— Required actions —
A – In the text about raising backyard chickens, why did the first egg taste like tuna fish?
B – Resume the text about raising backyard chickens, beginning right after its final sentence.

Regardless, we do nothing but the best for them. I clean their coop and run every single day, we spend hours playing with them in the backyard, and we sprout and ferment all their food. Everything they eat is organic, whole grains or veggies, non-soy, non-corn, and real (I don't believe in those pellets, crumbles or "feed" you buy in the store - it looks too much like kitty litter).
|
Fermented grains in the jars, and sprouting mung beans, lentils and wheat. |
Despite all this, Mike is still weirded out by the fact that the egg comes out of a chicken's butt. The first egg tasted like tuna fish because I had been feeding them tuna (high protein) to help them through molting season. After that, we switched to an all vegetarian (plus bugs) diet, and they get greek yogurt, peas, lentils and sprouted beans for protein, plus these disgusting mealworms that I've been raising in a bin - I won't gross you out with a picture of that. The eggs taste MUCH better now. But Mike still isn't a fan because now we know how dirty chickens can be, and we see how eggs are produced. I'm slightly weirded out but less so (I've eaten some pretty crazy stuff in my life), and even though I think bugs are THE WORST, chickens can turn earwigs, spiders, and mealworms into some pretty yummy eggs!

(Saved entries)
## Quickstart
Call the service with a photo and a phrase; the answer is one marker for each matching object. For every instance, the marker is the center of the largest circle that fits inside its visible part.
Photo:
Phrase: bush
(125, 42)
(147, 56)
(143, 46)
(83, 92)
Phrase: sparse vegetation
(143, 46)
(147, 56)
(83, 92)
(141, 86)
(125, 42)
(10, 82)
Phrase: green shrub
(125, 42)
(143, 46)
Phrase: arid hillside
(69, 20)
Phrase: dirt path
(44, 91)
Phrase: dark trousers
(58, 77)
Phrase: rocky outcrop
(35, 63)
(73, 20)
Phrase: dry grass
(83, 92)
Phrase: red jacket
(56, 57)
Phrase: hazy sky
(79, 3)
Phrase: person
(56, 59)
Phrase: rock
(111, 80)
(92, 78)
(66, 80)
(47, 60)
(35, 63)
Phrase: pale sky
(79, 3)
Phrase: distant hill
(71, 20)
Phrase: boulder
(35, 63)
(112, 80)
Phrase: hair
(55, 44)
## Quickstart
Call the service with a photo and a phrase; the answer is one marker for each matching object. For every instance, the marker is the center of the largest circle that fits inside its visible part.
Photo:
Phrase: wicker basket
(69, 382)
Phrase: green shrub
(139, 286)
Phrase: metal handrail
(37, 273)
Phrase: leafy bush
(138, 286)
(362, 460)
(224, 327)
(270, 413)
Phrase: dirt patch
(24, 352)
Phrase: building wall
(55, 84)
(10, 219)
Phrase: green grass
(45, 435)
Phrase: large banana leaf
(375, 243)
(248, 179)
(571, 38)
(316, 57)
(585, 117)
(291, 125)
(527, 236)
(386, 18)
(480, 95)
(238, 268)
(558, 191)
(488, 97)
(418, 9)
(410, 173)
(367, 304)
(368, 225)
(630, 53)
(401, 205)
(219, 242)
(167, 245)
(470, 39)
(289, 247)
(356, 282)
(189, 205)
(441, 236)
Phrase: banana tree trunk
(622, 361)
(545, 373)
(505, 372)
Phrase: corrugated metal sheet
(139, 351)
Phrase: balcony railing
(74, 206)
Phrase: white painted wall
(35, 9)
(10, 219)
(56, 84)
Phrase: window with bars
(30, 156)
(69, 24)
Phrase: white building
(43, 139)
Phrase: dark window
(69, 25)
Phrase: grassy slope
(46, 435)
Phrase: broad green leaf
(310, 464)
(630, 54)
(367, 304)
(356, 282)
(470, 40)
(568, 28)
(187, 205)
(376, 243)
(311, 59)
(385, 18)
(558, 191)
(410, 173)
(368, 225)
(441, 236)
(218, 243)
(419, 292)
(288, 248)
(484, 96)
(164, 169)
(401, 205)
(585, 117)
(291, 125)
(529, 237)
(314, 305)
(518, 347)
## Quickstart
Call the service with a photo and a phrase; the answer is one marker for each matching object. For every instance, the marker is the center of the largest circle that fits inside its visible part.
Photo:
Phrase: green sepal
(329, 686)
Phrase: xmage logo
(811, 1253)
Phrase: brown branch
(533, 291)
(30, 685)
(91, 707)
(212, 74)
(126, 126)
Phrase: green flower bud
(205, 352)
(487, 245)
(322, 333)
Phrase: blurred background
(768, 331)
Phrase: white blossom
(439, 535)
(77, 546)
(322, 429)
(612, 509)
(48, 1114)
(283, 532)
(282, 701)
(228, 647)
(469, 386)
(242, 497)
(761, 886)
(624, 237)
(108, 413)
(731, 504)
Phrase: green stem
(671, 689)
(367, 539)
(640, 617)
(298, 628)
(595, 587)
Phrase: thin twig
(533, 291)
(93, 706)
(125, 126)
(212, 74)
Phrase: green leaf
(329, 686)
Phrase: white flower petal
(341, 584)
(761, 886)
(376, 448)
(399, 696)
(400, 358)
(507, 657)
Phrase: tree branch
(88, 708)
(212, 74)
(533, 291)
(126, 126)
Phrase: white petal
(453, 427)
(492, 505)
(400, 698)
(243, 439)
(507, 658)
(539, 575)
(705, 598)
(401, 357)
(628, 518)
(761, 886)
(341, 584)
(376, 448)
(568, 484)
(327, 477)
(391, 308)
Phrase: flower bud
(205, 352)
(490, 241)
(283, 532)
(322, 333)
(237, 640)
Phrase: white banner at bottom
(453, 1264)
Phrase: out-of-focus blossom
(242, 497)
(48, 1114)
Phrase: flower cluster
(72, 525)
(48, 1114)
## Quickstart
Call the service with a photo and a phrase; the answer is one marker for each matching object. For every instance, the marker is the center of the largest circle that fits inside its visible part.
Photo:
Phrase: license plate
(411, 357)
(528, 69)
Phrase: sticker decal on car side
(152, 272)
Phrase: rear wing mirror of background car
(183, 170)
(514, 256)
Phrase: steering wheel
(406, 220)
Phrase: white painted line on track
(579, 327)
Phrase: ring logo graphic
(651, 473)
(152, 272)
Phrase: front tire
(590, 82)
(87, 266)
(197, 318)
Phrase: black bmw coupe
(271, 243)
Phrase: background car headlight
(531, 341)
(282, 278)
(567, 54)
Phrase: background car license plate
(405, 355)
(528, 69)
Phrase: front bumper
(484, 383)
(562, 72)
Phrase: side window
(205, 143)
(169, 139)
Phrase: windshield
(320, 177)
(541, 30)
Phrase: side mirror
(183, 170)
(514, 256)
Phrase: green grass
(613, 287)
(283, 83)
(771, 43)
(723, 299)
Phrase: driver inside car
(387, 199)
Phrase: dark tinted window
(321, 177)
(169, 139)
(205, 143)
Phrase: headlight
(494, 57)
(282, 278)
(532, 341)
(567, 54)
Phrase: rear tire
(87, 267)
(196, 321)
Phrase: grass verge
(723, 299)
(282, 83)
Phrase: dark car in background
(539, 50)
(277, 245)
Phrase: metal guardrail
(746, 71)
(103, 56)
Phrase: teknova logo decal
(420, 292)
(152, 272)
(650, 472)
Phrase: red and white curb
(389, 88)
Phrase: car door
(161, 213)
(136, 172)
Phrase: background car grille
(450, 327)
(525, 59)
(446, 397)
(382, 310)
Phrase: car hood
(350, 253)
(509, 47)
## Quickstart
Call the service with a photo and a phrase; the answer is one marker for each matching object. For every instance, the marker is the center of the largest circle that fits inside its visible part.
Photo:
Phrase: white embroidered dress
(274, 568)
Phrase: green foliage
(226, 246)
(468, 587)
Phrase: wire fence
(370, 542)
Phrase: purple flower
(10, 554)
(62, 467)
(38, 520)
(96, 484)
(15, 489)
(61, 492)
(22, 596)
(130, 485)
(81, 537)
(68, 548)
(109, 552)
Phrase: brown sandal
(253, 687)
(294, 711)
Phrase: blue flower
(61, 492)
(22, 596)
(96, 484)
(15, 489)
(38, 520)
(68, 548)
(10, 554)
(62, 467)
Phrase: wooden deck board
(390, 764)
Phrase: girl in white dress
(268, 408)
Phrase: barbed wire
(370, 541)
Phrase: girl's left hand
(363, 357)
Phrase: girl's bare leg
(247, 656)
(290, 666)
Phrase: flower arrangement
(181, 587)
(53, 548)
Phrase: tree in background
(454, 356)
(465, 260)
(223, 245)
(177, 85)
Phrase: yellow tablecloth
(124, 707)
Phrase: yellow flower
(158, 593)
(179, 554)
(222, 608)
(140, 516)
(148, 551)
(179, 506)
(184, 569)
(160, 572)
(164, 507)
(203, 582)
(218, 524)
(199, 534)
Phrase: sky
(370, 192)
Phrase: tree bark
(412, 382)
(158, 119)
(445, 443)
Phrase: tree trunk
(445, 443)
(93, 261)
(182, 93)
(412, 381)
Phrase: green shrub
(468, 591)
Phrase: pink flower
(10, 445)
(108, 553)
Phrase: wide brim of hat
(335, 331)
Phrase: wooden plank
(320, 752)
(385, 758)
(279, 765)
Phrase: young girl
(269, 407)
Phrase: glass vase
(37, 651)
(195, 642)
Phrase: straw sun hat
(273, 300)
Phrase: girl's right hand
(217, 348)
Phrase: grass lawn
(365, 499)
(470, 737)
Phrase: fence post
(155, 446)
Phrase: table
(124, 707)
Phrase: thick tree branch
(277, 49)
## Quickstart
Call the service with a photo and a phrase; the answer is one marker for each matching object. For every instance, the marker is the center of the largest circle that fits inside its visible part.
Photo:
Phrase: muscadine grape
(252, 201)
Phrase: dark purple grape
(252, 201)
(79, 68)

— Results —
A – The chickens had been fed tuna, a high-protein food, to help them through molting season.

B –
Seeing where our food comes from makes me believe that if we got more involved, like raising a pig, goat, sheep, cow, etc, it'd be pretty easy to go vegetarian or even vegan. It's so easy to eat something that's packaged pristinely in the grocery store. You never see the poop and the blood and the feathers and the fur. There's a lot of labor, and life, and sweat and dirt that goes into making a meal. If it's this disgusting on an organic-free range-happy life level, imagine how gross it is on an industrial-battery cage-stockyard level.
We've had the chickens about one month now, and our conclusion...
It's been super educational, in terms of getting to know your food and learning about the care of another animal. We'll have to have chickens for at least a year or two to "re-coop" expenses (see what I did there?), but they're relatively inexpensive to maintain, even doing all organic, non-soy, non-corn, *true* free range. I'd say that our 4 chickens probably cost about $20/month. This just about breaks even for what I'd pay in the store for free-range organic eggs ($4.50-$5.00/dozen large), but I have peace of mind knowing exactly what is in my eggs, I can control the nutritional content of the eggs through what I'm feeding the chickens, I know the chickens are truly happy, safe, and loved, and they are really fun to have. We'll see how we feel after a year!